Objectives:
a – Answer these questions from the passage on null models:
(i) What do vDAHSW say the null model used in the balanced null comparison "seems"?
(ii) What belief opposite to the ego depletion hypothesis might some participants hold?
(iii) Which reference is cited alongside the claim that a null hypothesis states an effect is exactly zero?
b – Does each statement agree with the passage on null models? Answer yes or no, quoting the deciding words.
(i) A "strict" null keeps the three possible sources of support apart.
(ii) Lin et al., 2020 is given as an example of a within-subjects study of ego depletion.
(iii) If the two opposing effects hold for roughly equal proportions of participants, the authors expect non-zero random slopes with a mean difference near zero.
c – Resume the passage on null models after its final sentence and write the next few sentences of the argument.

** begin Selected excerpt **

Contrary to this view, vDAHSW argue that the null model used in the balanced null comparison “seems implausible” (p. 12). In response, we raise two points: First, the support for \({\mathscr{M}}_{A}\) in strict null comparisons is always underqualified. After all, this support might be due to (i) a non-zero fixed effect, (ii) the presence of individual differences (captured by the random slopes), or (iii) both. A “strict” null conflates these three different scenarios. Second, a null model including random slopes is often a plausible contender. For example, consider a study investigating ego depletion in a within-subjects design (e.g., Lin et al., 2020). In such a study, it seems possible to observe no overall effect of ego depletion (given the known difficulties in replicating this effect; e.g., Vohs et al., in press), but individual differences among the responses to the ego depletion manipulation. For instance, some participants might have heard of ego depletion and therefore act in line with the ego depletion hypothesis whereas other participants might believe the opposite to the ego depletion hypothesis, that initial exertion energizes (Savani & Job, 2017). If the proportion of participants for which these two opposing effects hold is approximately equal, then we should observe non-zero random slopes along with a mean difference of (approximately) zero. Such a scenario doesn’t strike us as being beyond the pale.Footnote 6 Of course, one could disagree with our assessment by pointing out the implausibility of random effects cancelling each other out exactly. The problem with such an argument is that it can also be used to renders virtually any (point) null hypothesis implausible. For they state that some kind of effect attributed to a given manipulation is exactly zero (see Meehl, 1978). It is not clear to us how one could still defend any kind of statistical evaluation/testing of null hypotheses—the kind proposed by vDAHSW for instance—under these circumstances.

** end Selected excerpt **
** begin Data extract **

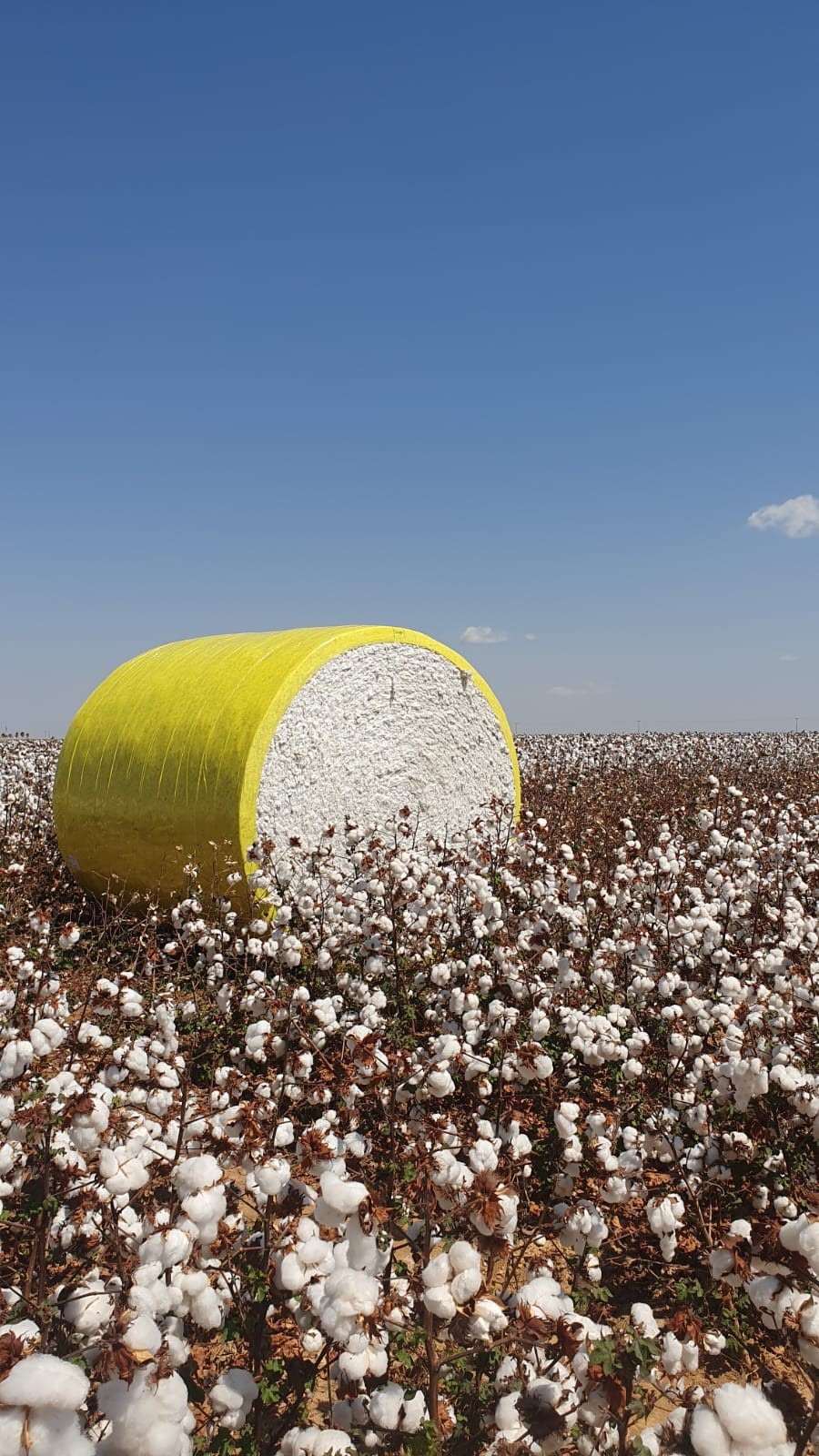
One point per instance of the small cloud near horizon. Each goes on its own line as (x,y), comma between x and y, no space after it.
(796,519)
(482,635)
(581,691)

** end Data extract **

In response:
a –
(i) It "seems implausible."
(ii) That initial exertion energizes.
(iii) Meehl, 1978.

b –
(i) No: "A “strict” null conflates these three different scenarios."
(ii) Yes: "consider a study investigating ego depletion in a within-subjects design (e.g., Lin et al., 2020)"
(iii) Yes: "then we should observe non-zero random slopes along with a mean difference of (approximately) zero."

c –
Despite our defense of balanced nulls, we can also think of a number of specific circumstances in which a strict null is perfectly sensible, as in the case of ESP (Bem, 2011). What is “plausible” depends on considering possible causal factors that may be at work in any specific application, and how best to represent these factors in a model that makes a number of abstractions (deliberate omissions) and idealizations (deliberate distortions; see Kellen, 2019). Contra vDAHSW and Rouder et al. (2016), we argue that the plausibility of such null models isn’t something that can be adjudicated in the abstract—a case-by-case assessment is necessary (for a related discussion, see Heathcote and Matzke, this issue). At the end of the day, researchers should have the ability to make a call on the null models that they consider to be plausible, as long as they are able to convincingly substantiate their decisions.

In cases where the appropriate null model is somehow a point of contention, the research question being posed might be better served by a model-selection effort involving more than two candidate models. In a Bayes Factor application, this would involve designating one of the models as the reference model and then calculating the Bayes Factor comparing it with all other candidates. For example, we might designate the model without fixed and random slopes for condition as the reference model and then calculate Bayes Factors with three further models: (i) a model that only includes the fixed slope of condition but not the corresponding random slopes, (ii) a model including the random slopes but no corresponding fixed slope, and (iii) a model that includes both fixed and random slopes. By computing the Bayes Factors associated with the three possible model pairings, one is able to get a fuller picture of how condition affects the dependent variable.

Experimental Designs Involving Multiple Factors

The utility of comparing more than two models is amplified by Example 3 from vDAHSW. This example is concerned with an experimental design involving two crossed within-subjects factors. The maximal model includes (i) a fixed intercept, (ii) fixed main effects for the two factors as well as their interaction, (iii) a by-participant random intercept, and (iv) by-participant random slopes for both factors as well as their interaction.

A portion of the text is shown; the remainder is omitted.